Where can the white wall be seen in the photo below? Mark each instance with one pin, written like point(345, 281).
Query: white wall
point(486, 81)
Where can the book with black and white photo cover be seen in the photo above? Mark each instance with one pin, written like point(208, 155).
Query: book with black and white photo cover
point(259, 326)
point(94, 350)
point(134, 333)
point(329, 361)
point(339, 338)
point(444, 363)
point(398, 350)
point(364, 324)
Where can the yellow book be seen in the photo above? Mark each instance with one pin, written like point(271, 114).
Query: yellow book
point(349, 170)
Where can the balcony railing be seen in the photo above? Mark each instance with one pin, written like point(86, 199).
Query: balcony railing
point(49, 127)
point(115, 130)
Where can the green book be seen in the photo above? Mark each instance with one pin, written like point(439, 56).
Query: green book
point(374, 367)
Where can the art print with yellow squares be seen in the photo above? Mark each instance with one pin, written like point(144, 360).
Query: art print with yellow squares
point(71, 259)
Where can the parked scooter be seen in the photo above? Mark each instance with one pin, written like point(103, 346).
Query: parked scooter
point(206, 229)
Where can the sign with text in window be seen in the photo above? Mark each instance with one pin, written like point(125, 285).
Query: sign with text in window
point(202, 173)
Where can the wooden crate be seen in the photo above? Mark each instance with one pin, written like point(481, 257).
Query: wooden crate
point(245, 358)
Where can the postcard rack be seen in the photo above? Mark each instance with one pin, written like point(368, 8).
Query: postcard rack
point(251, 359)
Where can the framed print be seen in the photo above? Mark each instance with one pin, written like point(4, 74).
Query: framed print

◆ ◆ ◆ ◆

* **Problem to work on**
For the listing above, identify each line bearing "framed".

* **Answer to the exercise**
Where can the framed print be seen in the photo above? Mark each instance with one pin, written like point(4, 74).
Query: framed print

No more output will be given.